*What is expected*: All of the material below is to be retyped exactly.

[Records contained in a dataset]
----

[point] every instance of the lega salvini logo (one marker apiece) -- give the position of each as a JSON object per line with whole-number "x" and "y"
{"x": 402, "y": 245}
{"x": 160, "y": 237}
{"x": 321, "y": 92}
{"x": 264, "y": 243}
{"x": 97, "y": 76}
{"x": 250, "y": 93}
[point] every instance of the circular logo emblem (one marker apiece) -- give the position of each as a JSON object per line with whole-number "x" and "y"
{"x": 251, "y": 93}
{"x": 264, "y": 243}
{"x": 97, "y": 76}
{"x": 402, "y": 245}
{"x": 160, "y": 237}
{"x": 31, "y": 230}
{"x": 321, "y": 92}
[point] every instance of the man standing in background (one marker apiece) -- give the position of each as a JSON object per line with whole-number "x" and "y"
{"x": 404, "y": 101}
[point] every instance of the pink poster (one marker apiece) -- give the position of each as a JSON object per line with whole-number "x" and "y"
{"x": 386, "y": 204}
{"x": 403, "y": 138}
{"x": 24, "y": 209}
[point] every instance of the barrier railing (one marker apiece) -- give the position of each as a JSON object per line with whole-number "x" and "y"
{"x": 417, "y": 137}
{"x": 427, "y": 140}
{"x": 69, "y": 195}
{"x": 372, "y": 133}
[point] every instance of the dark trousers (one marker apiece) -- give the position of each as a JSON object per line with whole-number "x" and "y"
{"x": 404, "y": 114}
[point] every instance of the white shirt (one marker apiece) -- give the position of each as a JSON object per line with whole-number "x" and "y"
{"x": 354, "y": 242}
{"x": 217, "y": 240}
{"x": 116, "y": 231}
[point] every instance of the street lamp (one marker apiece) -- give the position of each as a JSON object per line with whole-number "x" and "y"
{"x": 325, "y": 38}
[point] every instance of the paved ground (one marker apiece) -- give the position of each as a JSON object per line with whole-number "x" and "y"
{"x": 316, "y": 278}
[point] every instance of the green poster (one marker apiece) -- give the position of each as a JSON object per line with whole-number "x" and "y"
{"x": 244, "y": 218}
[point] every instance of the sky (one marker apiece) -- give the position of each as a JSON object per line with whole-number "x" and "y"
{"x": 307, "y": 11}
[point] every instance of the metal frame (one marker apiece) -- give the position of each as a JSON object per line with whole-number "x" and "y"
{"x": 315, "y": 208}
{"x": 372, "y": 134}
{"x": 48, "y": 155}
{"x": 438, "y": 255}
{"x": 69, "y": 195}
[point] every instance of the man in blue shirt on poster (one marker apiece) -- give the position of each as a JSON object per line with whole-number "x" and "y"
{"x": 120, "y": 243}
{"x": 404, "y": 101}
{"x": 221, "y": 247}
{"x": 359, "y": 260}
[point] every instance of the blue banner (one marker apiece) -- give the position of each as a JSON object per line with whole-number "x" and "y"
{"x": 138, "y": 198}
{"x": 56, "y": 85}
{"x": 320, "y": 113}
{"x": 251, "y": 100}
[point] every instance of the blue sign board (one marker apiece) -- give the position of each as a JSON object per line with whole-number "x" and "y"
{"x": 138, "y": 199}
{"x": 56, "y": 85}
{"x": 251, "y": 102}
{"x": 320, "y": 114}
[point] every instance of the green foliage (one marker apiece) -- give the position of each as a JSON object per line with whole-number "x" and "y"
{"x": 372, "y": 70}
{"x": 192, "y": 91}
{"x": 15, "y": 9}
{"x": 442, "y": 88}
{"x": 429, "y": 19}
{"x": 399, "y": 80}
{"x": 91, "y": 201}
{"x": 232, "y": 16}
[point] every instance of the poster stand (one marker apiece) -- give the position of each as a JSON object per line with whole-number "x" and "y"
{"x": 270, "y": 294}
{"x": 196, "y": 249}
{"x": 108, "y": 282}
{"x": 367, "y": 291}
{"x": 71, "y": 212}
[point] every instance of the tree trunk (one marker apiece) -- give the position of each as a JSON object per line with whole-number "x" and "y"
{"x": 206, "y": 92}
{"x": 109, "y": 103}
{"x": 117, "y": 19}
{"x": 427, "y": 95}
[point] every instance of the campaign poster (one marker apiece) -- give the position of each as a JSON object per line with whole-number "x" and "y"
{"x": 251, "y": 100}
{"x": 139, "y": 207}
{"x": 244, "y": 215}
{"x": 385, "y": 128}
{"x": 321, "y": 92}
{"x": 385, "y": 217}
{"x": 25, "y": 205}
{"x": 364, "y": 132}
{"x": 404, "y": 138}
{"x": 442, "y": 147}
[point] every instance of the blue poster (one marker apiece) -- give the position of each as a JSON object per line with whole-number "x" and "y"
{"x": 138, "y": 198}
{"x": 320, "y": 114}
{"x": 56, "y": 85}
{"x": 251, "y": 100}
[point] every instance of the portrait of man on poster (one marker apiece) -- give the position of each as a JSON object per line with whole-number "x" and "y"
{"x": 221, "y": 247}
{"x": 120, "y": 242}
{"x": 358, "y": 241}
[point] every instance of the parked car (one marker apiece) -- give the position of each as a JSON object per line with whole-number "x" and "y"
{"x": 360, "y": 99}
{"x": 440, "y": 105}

----

*Complete output*:
[point] every instance of the lega salvini logo (one marker apiece) -- give the position of each as a JSON object per line with whole-number "x" and "y"
{"x": 402, "y": 245}
{"x": 160, "y": 237}
{"x": 321, "y": 92}
{"x": 264, "y": 243}
{"x": 97, "y": 76}
{"x": 250, "y": 93}
[point] every instance of the circular logo emblem (one marker apiece) -- give the position of each as a JSON object per line with whole-number "x" and "y"
{"x": 251, "y": 93}
{"x": 264, "y": 243}
{"x": 97, "y": 76}
{"x": 402, "y": 245}
{"x": 160, "y": 237}
{"x": 31, "y": 230}
{"x": 321, "y": 92}
[point] every instance of the man standing in background (one marker apiece) -- give the position of each as a JSON object per line with whole-number "x" and "y"
{"x": 404, "y": 101}
[point] every instance of the pink poster (one marker apiece) -- give the position of each as a JSON object per line with whole-number "x" and "y"
{"x": 386, "y": 204}
{"x": 403, "y": 138}
{"x": 24, "y": 209}
[point] every instance of the barrier railing (one marker apiece) -- give the position of each as a JSON object per line with whole-number "x" and "y"
{"x": 417, "y": 137}
{"x": 427, "y": 140}
{"x": 69, "y": 195}
{"x": 372, "y": 133}
[point] every instance of the dark trousers (one marker apiece) -- give the position of each as a JSON object per line with whole-number "x" and "y"
{"x": 404, "y": 114}
[point] every instance of the white shirt (one marker apiece) -- give the position of each as a JSON object per line with whole-number "x" and "y"
{"x": 354, "y": 242}
{"x": 217, "y": 240}
{"x": 116, "y": 231}
[point] every instance of the street lamp (one marker apiece) -- give the position of each as a JSON object per line with whole-number "x" and "y"
{"x": 325, "y": 38}
[point] every instance of the paved ground (one marker apiece) -- give the position of each as a JSON object per line with whole-number "x" and "y"
{"x": 316, "y": 278}
[point] every instance of the green poster (one marker apiece) -- give the position of each as a JSON object per line with whole-number "x" and "y"
{"x": 244, "y": 218}
[point] every instance of the sky (one marker apiece) -- give the position of each as a JSON object per line with whole-number "x" and "y"
{"x": 307, "y": 11}
[point] every instance of the metal frame (one marker apiece) -- give the position of each as a JSON object per line with whole-number "x" and "y"
{"x": 315, "y": 208}
{"x": 372, "y": 134}
{"x": 48, "y": 155}
{"x": 438, "y": 255}
{"x": 69, "y": 195}
[point] every instance of the man in blue shirt on poster (one marker apiece) -- give the position of each as a JSON object per line with whole-number "x" and "y"
{"x": 120, "y": 243}
{"x": 404, "y": 101}
{"x": 221, "y": 247}
{"x": 359, "y": 260}
[point] every instance of the blue banner (one marker apiece) -- give the position of each as a JSON object per line with whole-number "x" and "y"
{"x": 138, "y": 198}
{"x": 56, "y": 85}
{"x": 320, "y": 113}
{"x": 251, "y": 100}
[point] every instance of the blue sign board (one marker apiece) -- give the position of each as a JSON object per line with whole-number "x" and "y"
{"x": 138, "y": 199}
{"x": 56, "y": 85}
{"x": 251, "y": 102}
{"x": 320, "y": 114}
[point] every instance of the green foliage (one marker apiece) -- give the position of each as a JSON object per line with whole-number "x" and "y"
{"x": 372, "y": 70}
{"x": 192, "y": 91}
{"x": 15, "y": 9}
{"x": 442, "y": 88}
{"x": 429, "y": 19}
{"x": 399, "y": 80}
{"x": 91, "y": 201}
{"x": 232, "y": 16}
[point] every instance of the poster stand (one marker apiece) -- give the position of each as a JSON object per line with whole-number "x" and "y"
{"x": 270, "y": 294}
{"x": 196, "y": 249}
{"x": 108, "y": 282}
{"x": 367, "y": 291}
{"x": 71, "y": 212}
[point] every instance of the tree trunk (one marker apiece) -- give the position of each as a JSON object per line with whole-number "x" and "y"
{"x": 206, "y": 92}
{"x": 109, "y": 103}
{"x": 117, "y": 19}
{"x": 427, "y": 95}
[point] every instance of the campaign poster (one marker apiece) -- give the position of each as a JSON object per line with whole-number "x" and "y"
{"x": 251, "y": 100}
{"x": 139, "y": 207}
{"x": 244, "y": 215}
{"x": 385, "y": 128}
{"x": 321, "y": 92}
{"x": 385, "y": 217}
{"x": 25, "y": 205}
{"x": 364, "y": 132}
{"x": 404, "y": 138}
{"x": 442, "y": 147}
[point] every instance of the blue poster (one marker apiece) -- give the position of each as a JSON object per line with whole-number "x" and "y"
{"x": 138, "y": 198}
{"x": 320, "y": 114}
{"x": 56, "y": 85}
{"x": 251, "y": 100}
[point] every instance of the portrait of man on poster (one marker apiece) -- give the position of each as a JSON object per line with whole-number "x" and "y"
{"x": 221, "y": 247}
{"x": 120, "y": 242}
{"x": 358, "y": 241}
[point] every instance of the parked car (one marker apiece) -- give the position of each as a JSON object per line with whole-number "x" and "y"
{"x": 360, "y": 99}
{"x": 440, "y": 105}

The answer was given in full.